What you are asked to do →
Copy each of the entries below, changing "bounding box" to "rectangle" and keeping everything else the same. Leave the pictures out of your answer.

Rows →
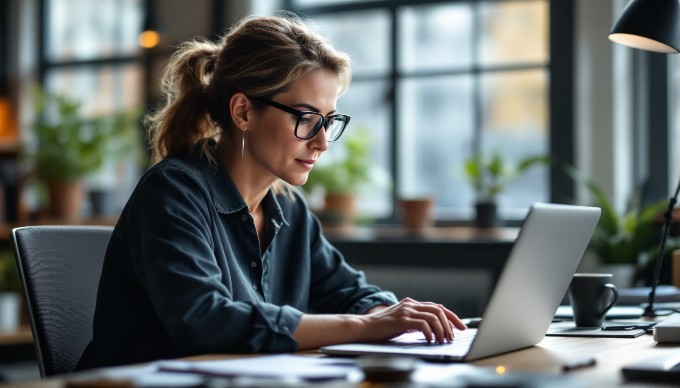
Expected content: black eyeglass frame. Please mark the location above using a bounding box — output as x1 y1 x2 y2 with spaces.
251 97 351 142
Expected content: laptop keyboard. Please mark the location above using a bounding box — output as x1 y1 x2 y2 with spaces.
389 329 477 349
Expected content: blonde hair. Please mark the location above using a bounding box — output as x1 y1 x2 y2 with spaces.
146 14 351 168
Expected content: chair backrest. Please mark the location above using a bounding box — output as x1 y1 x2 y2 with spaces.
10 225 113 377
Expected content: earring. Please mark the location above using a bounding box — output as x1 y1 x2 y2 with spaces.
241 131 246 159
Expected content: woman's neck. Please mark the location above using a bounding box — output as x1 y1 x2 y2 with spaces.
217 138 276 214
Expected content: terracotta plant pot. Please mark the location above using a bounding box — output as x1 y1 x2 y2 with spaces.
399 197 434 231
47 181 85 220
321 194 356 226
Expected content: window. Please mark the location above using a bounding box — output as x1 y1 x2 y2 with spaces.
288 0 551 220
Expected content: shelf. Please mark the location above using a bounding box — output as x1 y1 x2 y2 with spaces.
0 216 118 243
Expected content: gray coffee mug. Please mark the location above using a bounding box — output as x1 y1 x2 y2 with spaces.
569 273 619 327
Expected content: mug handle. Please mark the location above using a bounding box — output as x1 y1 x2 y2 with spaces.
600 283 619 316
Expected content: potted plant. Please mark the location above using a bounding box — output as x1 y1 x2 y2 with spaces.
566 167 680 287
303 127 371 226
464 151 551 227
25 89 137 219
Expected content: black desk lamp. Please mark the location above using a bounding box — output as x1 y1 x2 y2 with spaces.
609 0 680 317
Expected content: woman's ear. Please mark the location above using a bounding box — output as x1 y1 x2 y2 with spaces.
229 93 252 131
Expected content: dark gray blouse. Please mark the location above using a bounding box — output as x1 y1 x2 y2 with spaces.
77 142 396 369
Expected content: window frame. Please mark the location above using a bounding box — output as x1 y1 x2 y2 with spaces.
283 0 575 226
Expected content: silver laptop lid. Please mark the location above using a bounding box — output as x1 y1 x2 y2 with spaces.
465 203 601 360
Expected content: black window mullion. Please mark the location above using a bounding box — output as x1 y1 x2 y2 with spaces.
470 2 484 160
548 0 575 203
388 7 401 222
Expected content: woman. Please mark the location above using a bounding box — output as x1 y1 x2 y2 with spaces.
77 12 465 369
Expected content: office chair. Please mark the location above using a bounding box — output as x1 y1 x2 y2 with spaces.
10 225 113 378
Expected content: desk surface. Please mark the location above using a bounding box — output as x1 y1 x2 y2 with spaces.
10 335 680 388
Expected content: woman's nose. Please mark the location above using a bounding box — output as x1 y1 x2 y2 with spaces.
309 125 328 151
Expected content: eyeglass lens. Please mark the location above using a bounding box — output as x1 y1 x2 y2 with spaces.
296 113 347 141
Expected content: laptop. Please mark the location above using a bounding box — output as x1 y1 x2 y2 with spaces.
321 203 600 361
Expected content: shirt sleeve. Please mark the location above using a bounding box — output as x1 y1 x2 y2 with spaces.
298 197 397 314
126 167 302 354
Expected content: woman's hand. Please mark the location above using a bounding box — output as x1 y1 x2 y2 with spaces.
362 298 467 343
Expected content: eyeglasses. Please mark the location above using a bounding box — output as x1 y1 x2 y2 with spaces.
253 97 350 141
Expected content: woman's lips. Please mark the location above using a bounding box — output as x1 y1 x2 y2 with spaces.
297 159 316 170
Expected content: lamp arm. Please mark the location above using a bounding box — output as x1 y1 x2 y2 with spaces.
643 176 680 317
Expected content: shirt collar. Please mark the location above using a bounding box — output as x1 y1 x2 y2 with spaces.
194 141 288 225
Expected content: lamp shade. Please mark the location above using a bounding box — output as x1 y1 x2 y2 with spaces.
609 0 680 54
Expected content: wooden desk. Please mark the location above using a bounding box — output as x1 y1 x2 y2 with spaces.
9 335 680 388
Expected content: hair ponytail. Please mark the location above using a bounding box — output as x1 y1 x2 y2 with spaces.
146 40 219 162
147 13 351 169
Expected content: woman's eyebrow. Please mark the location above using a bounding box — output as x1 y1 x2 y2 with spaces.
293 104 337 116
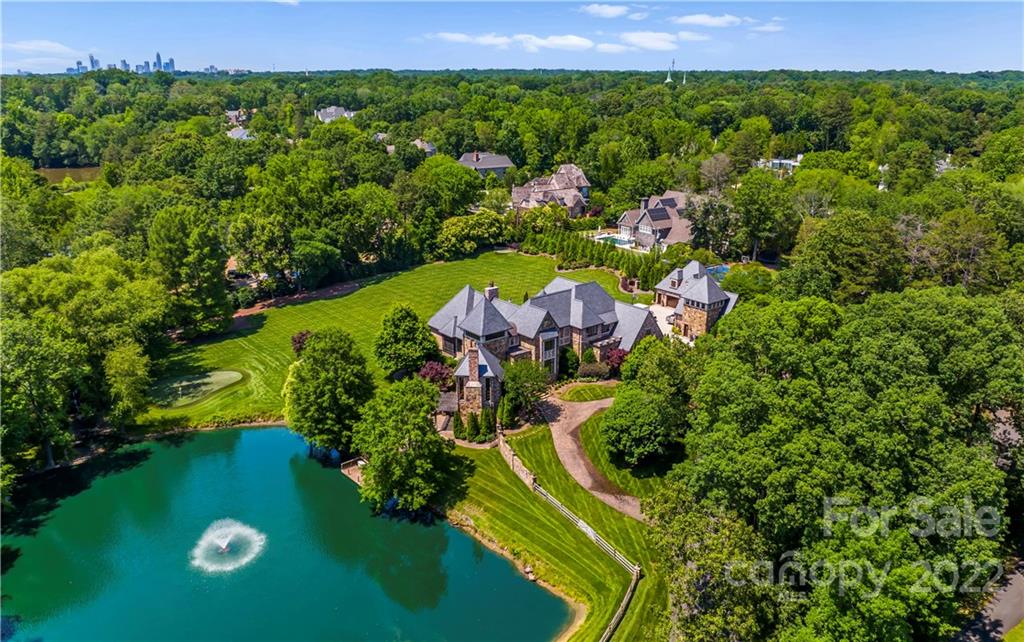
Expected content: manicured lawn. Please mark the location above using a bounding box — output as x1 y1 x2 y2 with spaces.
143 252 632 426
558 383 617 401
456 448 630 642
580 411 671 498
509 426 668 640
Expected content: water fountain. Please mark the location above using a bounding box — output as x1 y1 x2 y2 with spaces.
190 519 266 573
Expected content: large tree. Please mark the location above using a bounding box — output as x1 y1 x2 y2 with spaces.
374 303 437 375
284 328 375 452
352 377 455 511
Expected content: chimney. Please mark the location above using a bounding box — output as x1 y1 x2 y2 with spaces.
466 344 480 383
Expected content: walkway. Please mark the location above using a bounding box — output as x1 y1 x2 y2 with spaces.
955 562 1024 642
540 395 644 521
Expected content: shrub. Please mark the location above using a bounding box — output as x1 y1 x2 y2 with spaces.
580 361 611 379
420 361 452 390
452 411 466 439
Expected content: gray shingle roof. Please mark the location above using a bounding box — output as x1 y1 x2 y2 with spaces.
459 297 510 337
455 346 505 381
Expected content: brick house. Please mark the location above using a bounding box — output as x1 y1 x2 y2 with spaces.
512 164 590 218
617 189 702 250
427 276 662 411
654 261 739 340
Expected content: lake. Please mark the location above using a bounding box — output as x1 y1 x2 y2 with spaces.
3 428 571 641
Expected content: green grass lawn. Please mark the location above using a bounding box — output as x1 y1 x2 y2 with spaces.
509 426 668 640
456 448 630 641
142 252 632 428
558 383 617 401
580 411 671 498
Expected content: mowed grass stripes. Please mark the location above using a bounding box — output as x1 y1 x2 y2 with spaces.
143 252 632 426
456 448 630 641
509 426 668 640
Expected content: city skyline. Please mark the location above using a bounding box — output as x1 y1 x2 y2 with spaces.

Result of the task →
Expected content: black eyeglass frame. Please mark the location above using a rectangle — output as x1 y1 x2 y2 with spaces.
251 97 351 142
Expected content: laptop keyboard. Please mark the location above using a rectangle — output as x1 y1 x2 y2 with spaces.
389 329 477 349
Expected content: blonde hair. Please mark the location above using a rectangle — output as x1 y1 x2 y2 with spaces.
146 14 351 168
Expected content: chair backrest. Please mark the location above using a rectangle — output as x1 y1 x2 y2 with spaces.
10 225 113 377
Expected content: earring. Please mark the location above using a rectangle — output as x1 y1 x2 y2 with spaces.
241 131 246 159
Expected content: woman's neck. Please mark the location above using a rectangle — output as x1 y1 x2 y2 with spaces.
217 138 276 214
Expected content: terracotta plant pot. Please mark the location above using a rectangle — output as x1 y1 x2 y2 with spaces.
399 197 434 231
47 181 85 220
321 194 356 226
Expected content: window. Please mark the location above using a rectangle — output as x1 y1 x2 y2 with spaces.
288 0 551 220
Expected content: shelf. Please mark the location above using a rectangle — output as x1 y1 x2 y2 with spaces.
0 216 118 243
Expected content: gray coffee mug. Please mark the location above using a rectangle — output as x1 y1 x2 y2 with spaces.
569 273 619 327
Expected content: mug handle. Please mark the location above using a rectangle — output as x1 y1 x2 y2 with spaces.
600 283 619 316
Expected content: potted plant. Please mark the location above using a rectangle — output as x1 y1 x2 y2 with spaces.
566 167 680 287
303 127 371 226
464 151 551 227
25 89 137 219
Expected content: black desk lamp. Please mark the location above using a rectangle — output as x1 y1 x2 y2 with spaces.
609 0 680 317
Expected content: woman's ear. Please mark the location above using a rectangle — output as x1 y1 x2 y2 with spaces.
229 93 252 131
Expected content: dark gray blouse. Please mark the location above using a rectangle — output as x1 y1 x2 y2 with spaces.
77 142 396 369
Expected content: window frame. Please mark the location above using a rectangle — output as x1 y1 x2 y2 with spaces.
283 0 575 226
Expected content: silver laptop lid. Please mark the location above using a rectangle — output as x1 y1 x2 y2 with spaces.
465 203 601 360
Expected content: black window mullion. Please mark the location above using a rectangle — output as x1 y1 x2 y2 with spaces.
470 2 484 160
548 0 575 203
388 7 401 222
Expected content: woman. Please mark the location above using a rectangle — output as x1 y1 x2 y2 with spaces.
77 12 465 369
Expected content: office chair. Please mark the location above using a rectangle — output as x1 y1 x2 y2 with spaces.
10 225 113 378
Expected content: desk surface. Please mark the location above using a rectangle — output as x1 y1 x2 y2 with spaces.
10 335 680 388
Expected content: woman's nose. Please mark the location above using a rectangle — output as x1 y1 x2 y2 with spaces.
309 125 328 151
Expected content: eyeglass lens. Please mark the location above using a rectangle — output as x1 y1 x2 y2 with spaces.
296 113 347 141
Expected content: laptop. Please mark the location above using a rectangle — output as x1 y1 x2 y2 with spaces.
321 203 600 361
Expected content: shirt sleeve. Please mark the location above using a rectangle — output as x1 y1 x2 y2 with spaces.
298 197 397 314
126 167 302 354
Expected content: woman's hand. Please mark the location above using a rectangle — output as x1 y1 x2 y2 with spaces.
362 298 467 343
Expected content: eyeglasses. Please mark the location above using a rectangle — output as x1 y1 x2 y2 with spaces.
253 97 350 141
Expected content: woman's lips. Please mark the location above using a rectangle — output as x1 y1 x2 y2 with spaces.
297 159 316 170
Expected content: lamp arm. Please mark the location above using a rectangle — output as x1 y1 x2 y2 with spaces.
643 176 680 317
Expected content: shirt collar. Please mark the location above using a rectangle — output as x1 y1 x2 y2 with spaces.
194 141 288 225
Expected content: lamp shade. Please mark the location above using a rectangle — output as x1 y1 x2 y2 with spaces.
609 0 680 54
Expected content: wooden desk. Please mark the location above using a rectangle — output as x1 y1 x2 y2 with spaces.
9 335 680 388
Expected content: hair ponytail. Please mark the location above using a rectangle — output as x1 y1 x2 y2 with spaces.
146 40 219 162
147 13 351 169
Expected content: woman's eyebrow. Please mark the location above using a rectangle — output as x1 y1 x2 y2 with spaces.
293 104 337 116
Expected content: manicured lawn. Please mark the location above using a rectangle — output as x1 y1 x2 y2 with spaces.
143 252 632 426
558 383 617 401
456 448 630 642
580 411 671 498
509 426 668 640
Expected content: water fountain. Please mark the location above using a rectangle — output as x1 y1 x2 y2 with spaces.
190 519 266 573
Expected content: large tree. Please mark the location above using a rectangle — output as x1 y1 x2 y2 with spaces.
374 303 437 375
284 328 375 452
352 377 455 511
Expected content: chimney. Please mark the location above using a rectangle — output as x1 y1 x2 y2 with spaces.
466 344 480 383
Expected content: walkway. Please mark the location above using a rectangle — output as x1 y1 x2 y2 with spaces.
955 562 1024 642
540 395 644 521
Expected content: shrub. Please mark the location above using a rectangle — output as x1 y1 x2 y2 with spaces.
580 361 611 379
420 361 452 390
452 411 466 439
Expected content: gray shingle roof. Please mark the location above using a rectangle — output as x1 y1 x2 y2 with spaces.
459 297 510 337
455 346 505 381
Expected content: brick house. Please mark the location above using a rectangle — output as x1 y1 x2 y2 with spaces.
512 164 590 218
617 189 702 250
427 276 662 411
654 261 739 340
Expected content: lake. Please mark the location above using a rectangle — output as x1 y1 x2 y2 with spaces.
3 428 571 641
Expected content: green grass lawn. Please mark the location above using a rectangle — output as x1 y1 x2 y2 with spaces.
509 426 668 640
456 448 630 641
142 252 632 428
558 383 617 401
580 411 671 498
Expected content: mowed grass stripes. Please mark the location above using a rectangle — output as x1 y1 x2 y2 with spaces.
143 252 632 426
456 448 630 641
509 426 668 640
Expected content: city skyline. Please mark the location above using a rectangle — output as x1 y1 x2 y2 with spaces.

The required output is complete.